:: Passage provided ::
-- BEGIN --
Technical Debt and Specification Constraints

Existing Technical Debt Analysis

Bing inquired about opportunities to address existing technical debt from the TypeScript Lodestar implementation during the Zig rewrite. This question prompted discussion about the constraints imposed by consensus specification requirements.

Technical Debt Limitations

• Specification constraints: The state transition function is heavily constrained by the Ethereum consensus specification, limiting opportunities for major architectural changes
• Spec test validation: Any deviations from expected behavior would be caught by specification tests, preventing fundamental algorithm modifications
• Straightforward implementation: The state transition logic is relatively straightforward, with limited scope for architectural debt reduction

Improvement Opportunities Within Constraints

Despite specification constraints, some improvement opportunities were identified:

• Data structure optimization: Internal data structures can be optimized for performance without changing external behavior
• Documentation improvements: Better internal documentation and code organization can reduce maintenance burden
• Memory layout optimization: How data is stored and accessed internally can be improved while maintaining spec compliance
• Error handling enhancement: Better error reporting and debugging capabilities within specification requirements

Tuyen Nguyen and Cayman agreed that major debt reduction opportunities are limited, with potential improvements focusing on implementation quality rather than fundamental algorithmic changes.
-- END --
:: Problem ::
Copy out the stretch of the technical debt text from "Tuyen Nguyen and" through "fundamental algorithmic changes.", swapping "implementation quality" for "code quality".

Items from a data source
-- BEGIN --
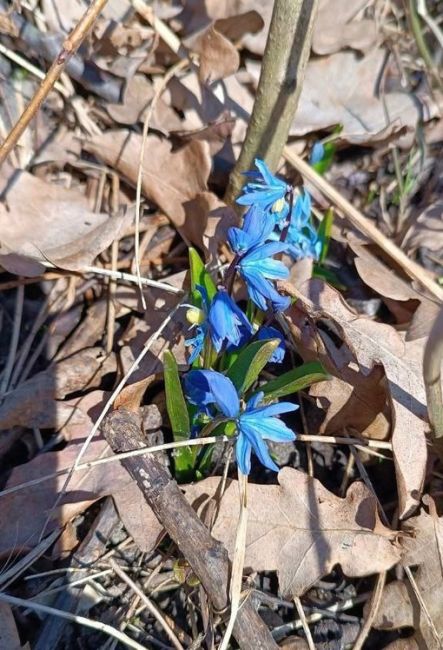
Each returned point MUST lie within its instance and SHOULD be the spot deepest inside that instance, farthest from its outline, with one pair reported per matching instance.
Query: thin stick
(238, 561)
(168, 76)
(107, 407)
(432, 360)
(422, 604)
(210, 440)
(81, 620)
(119, 275)
(148, 604)
(284, 63)
(304, 622)
(375, 604)
(363, 224)
(182, 443)
(14, 339)
(26, 65)
(70, 45)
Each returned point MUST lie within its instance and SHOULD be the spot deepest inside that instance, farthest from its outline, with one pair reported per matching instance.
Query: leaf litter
(68, 203)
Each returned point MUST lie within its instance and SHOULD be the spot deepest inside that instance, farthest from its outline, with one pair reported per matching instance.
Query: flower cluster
(276, 222)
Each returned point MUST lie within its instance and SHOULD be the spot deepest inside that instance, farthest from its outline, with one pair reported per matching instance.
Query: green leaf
(199, 274)
(184, 457)
(324, 233)
(250, 362)
(294, 380)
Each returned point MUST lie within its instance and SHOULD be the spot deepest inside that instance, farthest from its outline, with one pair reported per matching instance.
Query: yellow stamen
(195, 316)
(278, 205)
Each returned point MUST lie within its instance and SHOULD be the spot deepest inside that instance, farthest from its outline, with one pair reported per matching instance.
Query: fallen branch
(207, 557)
(284, 63)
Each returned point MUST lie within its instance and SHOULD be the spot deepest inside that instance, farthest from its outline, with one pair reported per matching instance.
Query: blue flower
(266, 191)
(302, 238)
(227, 323)
(257, 268)
(254, 424)
(221, 319)
(256, 229)
(271, 333)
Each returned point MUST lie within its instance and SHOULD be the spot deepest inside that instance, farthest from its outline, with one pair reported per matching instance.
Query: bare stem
(432, 361)
(279, 88)
(70, 45)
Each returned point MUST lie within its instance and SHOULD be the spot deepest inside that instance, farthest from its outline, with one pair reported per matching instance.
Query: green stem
(284, 63)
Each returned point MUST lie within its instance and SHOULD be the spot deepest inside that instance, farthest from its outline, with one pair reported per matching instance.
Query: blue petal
(264, 251)
(260, 290)
(208, 386)
(254, 401)
(226, 321)
(268, 267)
(258, 445)
(243, 450)
(276, 430)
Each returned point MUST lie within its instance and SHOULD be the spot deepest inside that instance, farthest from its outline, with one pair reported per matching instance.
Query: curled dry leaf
(37, 402)
(169, 177)
(218, 56)
(351, 100)
(339, 26)
(301, 529)
(368, 344)
(399, 607)
(46, 222)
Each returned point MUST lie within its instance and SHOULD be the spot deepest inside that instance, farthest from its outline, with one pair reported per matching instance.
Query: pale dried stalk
(284, 63)
(81, 620)
(363, 224)
(148, 604)
(432, 361)
(70, 45)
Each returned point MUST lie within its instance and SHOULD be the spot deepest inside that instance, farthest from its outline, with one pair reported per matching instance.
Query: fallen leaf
(361, 406)
(46, 222)
(137, 97)
(338, 26)
(341, 89)
(218, 56)
(301, 529)
(367, 344)
(422, 544)
(37, 402)
(9, 638)
(169, 177)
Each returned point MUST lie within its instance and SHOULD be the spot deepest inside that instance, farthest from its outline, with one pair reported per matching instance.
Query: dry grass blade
(81, 620)
(70, 45)
(363, 224)
(149, 605)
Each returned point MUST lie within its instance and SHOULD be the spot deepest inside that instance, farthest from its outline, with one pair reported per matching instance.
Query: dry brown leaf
(218, 56)
(368, 344)
(427, 230)
(341, 89)
(37, 401)
(362, 406)
(399, 607)
(301, 529)
(169, 178)
(137, 97)
(46, 222)
(337, 27)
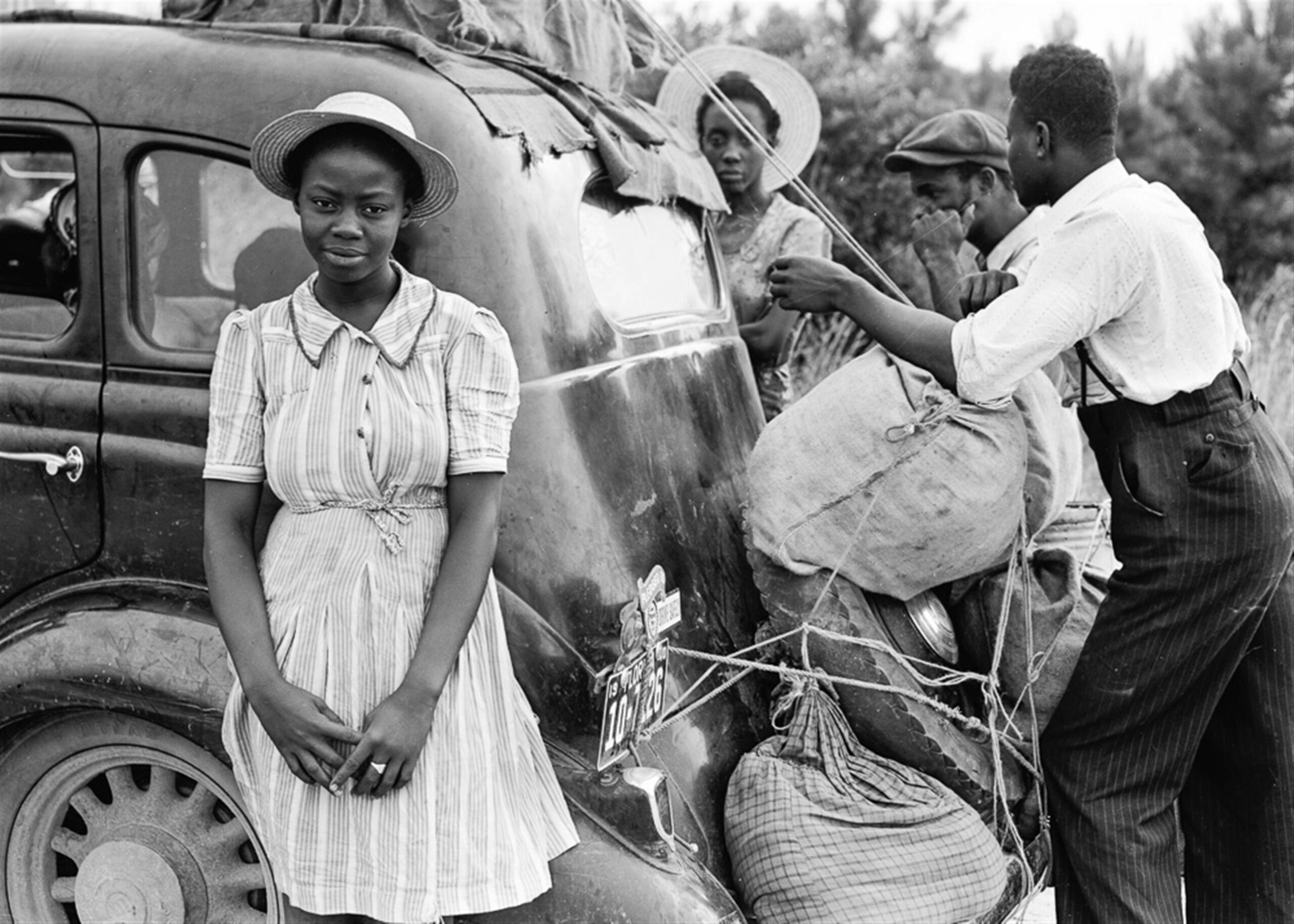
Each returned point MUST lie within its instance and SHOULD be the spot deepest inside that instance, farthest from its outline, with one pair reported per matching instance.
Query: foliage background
-- END --
:: Final answer ::
Tuyen Nguyen and Cayman agreed that major debt reduction opportunities are limited, with potential improvements focusing on code quality rather than fundamental algorithmic changes.